> Testo fornito
Un altro driver dell’inflazione è rappresentato dal mercato del lavoro. Quest’ultimo è ancora molto dinamico negli Stati Uniti, dove i primi segnali di indebolimento si sono manifestati soltanto nelle ultime settimane, con un calo significativo delle offerte di lavoro. Questa inversione di tendenza non è ancora sufficiente a determinare una tregua degna di nota sul fronte dei salari, che il mese scorso sono nuovamente cresciuti di circa il 7% su base annua.
La vittoria della Banca Centrale statunitense sull’inflazione deriverà dalla recessione economica che sta innescando. Quest’ultima confermerà l’inversione di tendenza sul mercato occupazionale, e penalizzerà la domanda e la produzione. È la certezza del prossimo indebolimento economico che, in tempi molto brevi, indurrà la Fed a ridurre il vigore della sua stretta monetaria.
Questo momento sta iniziando a essere scontato dai mercati, che vedono nel calo dei tassi di interesse indotto dal rallentamento economico un buon motivo per tornare a investire nelle obbligazioni e nelle società che più probabilmente beneficeranno della stabilizzazione dei tassi di interesse.
Tuttavia, non lasciamoci trasportare dagli eventi: le pressioni inflazionistiche strutturali (demografiche, commerciali, sociologiche e relative all’equilibrio energetico) sono ancora presenti. Queste ultime, per diversi anni, dovrebbero impedire il ritorno duraturo dell’inflazione al di sotto della soglia del 2%, auspicato dalle Banche Centrali delle economie avanzate.

Estratti del dataset sul puntamento di oggetti:
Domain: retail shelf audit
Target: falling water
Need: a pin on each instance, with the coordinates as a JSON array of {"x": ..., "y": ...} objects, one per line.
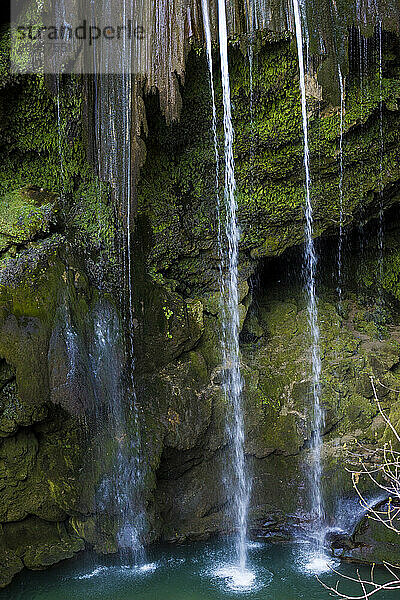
[
  {"x": 207, "y": 34},
  {"x": 252, "y": 26},
  {"x": 310, "y": 263},
  {"x": 123, "y": 489},
  {"x": 119, "y": 491},
  {"x": 340, "y": 244},
  {"x": 233, "y": 384},
  {"x": 380, "y": 229}
]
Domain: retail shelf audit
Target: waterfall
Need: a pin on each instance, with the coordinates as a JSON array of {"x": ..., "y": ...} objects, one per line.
[
  {"x": 233, "y": 384},
  {"x": 381, "y": 152},
  {"x": 340, "y": 244},
  {"x": 252, "y": 26},
  {"x": 310, "y": 264},
  {"x": 207, "y": 34},
  {"x": 122, "y": 490}
]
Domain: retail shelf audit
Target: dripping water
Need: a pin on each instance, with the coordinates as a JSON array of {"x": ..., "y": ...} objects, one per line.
[
  {"x": 252, "y": 26},
  {"x": 233, "y": 384},
  {"x": 113, "y": 119},
  {"x": 310, "y": 264},
  {"x": 381, "y": 152},
  {"x": 340, "y": 243},
  {"x": 207, "y": 34}
]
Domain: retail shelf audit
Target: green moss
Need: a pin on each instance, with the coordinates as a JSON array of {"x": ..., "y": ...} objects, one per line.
[{"x": 177, "y": 194}]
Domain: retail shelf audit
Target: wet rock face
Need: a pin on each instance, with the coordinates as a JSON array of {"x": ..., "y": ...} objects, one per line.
[
  {"x": 373, "y": 542},
  {"x": 357, "y": 342},
  {"x": 50, "y": 469}
]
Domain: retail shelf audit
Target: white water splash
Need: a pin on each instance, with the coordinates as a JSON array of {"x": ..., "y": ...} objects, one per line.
[
  {"x": 310, "y": 264},
  {"x": 233, "y": 384},
  {"x": 341, "y": 172}
]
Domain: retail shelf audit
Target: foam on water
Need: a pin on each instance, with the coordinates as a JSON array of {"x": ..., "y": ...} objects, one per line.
[
  {"x": 319, "y": 564},
  {"x": 237, "y": 579},
  {"x": 127, "y": 570},
  {"x": 94, "y": 573}
]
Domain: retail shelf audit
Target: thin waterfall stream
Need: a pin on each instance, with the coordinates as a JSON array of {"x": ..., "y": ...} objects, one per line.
[
  {"x": 233, "y": 383},
  {"x": 310, "y": 265},
  {"x": 341, "y": 172}
]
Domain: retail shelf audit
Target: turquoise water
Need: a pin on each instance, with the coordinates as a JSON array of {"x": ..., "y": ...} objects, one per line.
[{"x": 193, "y": 572}]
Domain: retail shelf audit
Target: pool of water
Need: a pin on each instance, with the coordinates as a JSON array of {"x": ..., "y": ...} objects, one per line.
[{"x": 192, "y": 572}]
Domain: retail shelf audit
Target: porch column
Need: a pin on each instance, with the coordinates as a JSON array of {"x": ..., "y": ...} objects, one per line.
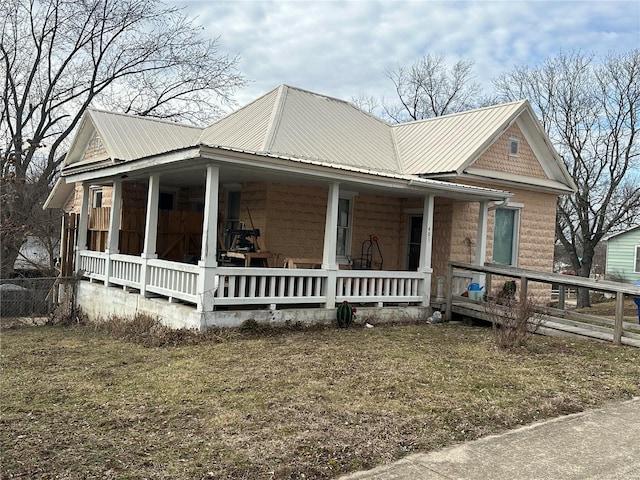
[
  {"x": 113, "y": 238},
  {"x": 150, "y": 230},
  {"x": 83, "y": 224},
  {"x": 208, "y": 261},
  {"x": 330, "y": 240},
  {"x": 481, "y": 242},
  {"x": 426, "y": 246}
]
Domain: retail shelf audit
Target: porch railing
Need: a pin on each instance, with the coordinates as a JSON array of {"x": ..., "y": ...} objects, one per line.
[{"x": 253, "y": 286}]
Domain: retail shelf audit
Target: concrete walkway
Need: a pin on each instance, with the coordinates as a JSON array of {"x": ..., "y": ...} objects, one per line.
[{"x": 597, "y": 444}]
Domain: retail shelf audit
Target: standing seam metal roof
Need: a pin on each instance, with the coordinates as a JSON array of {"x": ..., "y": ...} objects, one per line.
[
  {"x": 128, "y": 137},
  {"x": 296, "y": 123}
]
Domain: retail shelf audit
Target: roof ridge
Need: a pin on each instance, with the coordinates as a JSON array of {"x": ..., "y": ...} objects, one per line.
[
  {"x": 275, "y": 117},
  {"x": 465, "y": 112},
  {"x": 142, "y": 117}
]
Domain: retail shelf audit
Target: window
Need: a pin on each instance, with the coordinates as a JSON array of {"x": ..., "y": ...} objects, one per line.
[
  {"x": 232, "y": 221},
  {"x": 167, "y": 201},
  {"x": 343, "y": 243},
  {"x": 505, "y": 236},
  {"x": 96, "y": 197},
  {"x": 514, "y": 147}
]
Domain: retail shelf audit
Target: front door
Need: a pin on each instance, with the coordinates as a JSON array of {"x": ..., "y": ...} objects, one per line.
[{"x": 415, "y": 238}]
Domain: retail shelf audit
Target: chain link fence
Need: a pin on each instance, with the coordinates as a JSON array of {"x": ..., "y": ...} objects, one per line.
[{"x": 28, "y": 297}]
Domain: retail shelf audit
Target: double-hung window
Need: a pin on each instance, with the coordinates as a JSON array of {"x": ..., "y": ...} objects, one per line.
[
  {"x": 505, "y": 236},
  {"x": 345, "y": 220}
]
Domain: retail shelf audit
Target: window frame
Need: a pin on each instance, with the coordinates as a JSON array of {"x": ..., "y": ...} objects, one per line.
[
  {"x": 515, "y": 234},
  {"x": 97, "y": 196},
  {"x": 514, "y": 141},
  {"x": 348, "y": 235}
]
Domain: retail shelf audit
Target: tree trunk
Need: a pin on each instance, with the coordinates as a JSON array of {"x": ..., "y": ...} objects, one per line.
[{"x": 10, "y": 250}]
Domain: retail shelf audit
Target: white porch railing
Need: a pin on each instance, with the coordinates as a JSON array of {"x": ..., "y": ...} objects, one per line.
[
  {"x": 254, "y": 286},
  {"x": 362, "y": 286}
]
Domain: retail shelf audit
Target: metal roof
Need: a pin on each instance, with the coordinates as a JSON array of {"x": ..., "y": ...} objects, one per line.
[
  {"x": 246, "y": 128},
  {"x": 297, "y": 123},
  {"x": 127, "y": 137},
  {"x": 449, "y": 143}
]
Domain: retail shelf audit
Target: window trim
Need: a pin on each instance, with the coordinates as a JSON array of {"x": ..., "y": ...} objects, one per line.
[
  {"x": 515, "y": 238},
  {"x": 514, "y": 141},
  {"x": 97, "y": 196},
  {"x": 346, "y": 258}
]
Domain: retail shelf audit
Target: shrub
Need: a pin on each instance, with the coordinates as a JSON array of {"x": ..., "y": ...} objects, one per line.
[
  {"x": 513, "y": 320},
  {"x": 150, "y": 332}
]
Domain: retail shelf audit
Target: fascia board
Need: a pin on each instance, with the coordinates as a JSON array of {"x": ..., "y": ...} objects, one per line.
[
  {"x": 511, "y": 180},
  {"x": 205, "y": 155},
  {"x": 491, "y": 139},
  {"x": 125, "y": 168},
  {"x": 333, "y": 173}
]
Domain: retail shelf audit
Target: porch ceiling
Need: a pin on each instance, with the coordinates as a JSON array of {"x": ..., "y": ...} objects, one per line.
[{"x": 188, "y": 168}]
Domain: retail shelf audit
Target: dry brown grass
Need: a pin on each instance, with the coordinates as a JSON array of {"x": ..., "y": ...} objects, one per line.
[{"x": 311, "y": 403}]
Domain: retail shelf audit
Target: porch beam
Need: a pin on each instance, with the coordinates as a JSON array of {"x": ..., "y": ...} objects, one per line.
[
  {"x": 83, "y": 224},
  {"x": 426, "y": 247},
  {"x": 330, "y": 241},
  {"x": 481, "y": 242},
  {"x": 113, "y": 239},
  {"x": 151, "y": 221},
  {"x": 208, "y": 255},
  {"x": 210, "y": 221},
  {"x": 150, "y": 231},
  {"x": 331, "y": 228}
]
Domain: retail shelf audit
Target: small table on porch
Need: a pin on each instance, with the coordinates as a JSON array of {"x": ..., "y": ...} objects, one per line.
[{"x": 255, "y": 259}]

> Obiettivi
• A. Secondo il testo sull'inflazione, di quanto sono cresciuti su base annua i salari negli Stati Uniti il mese scorso?
• B. Riproduci il passo del testo sull'inflazione che comincia con "Questo momento sta" e finisce con "tassi di interesse.".

> Risposte ai compiti
• A. Di circa il 7%.

• B.
Questo momento sta iniziando a essere scontato dai mercati, che vedono nel calo dei tassi di interesse indotto dal rallentamento economico un buon motivo per tornare a investire nelle obbligazioni e nelle società che più probabilmente beneficeranno della stabilizzazione dei tassi di interesse.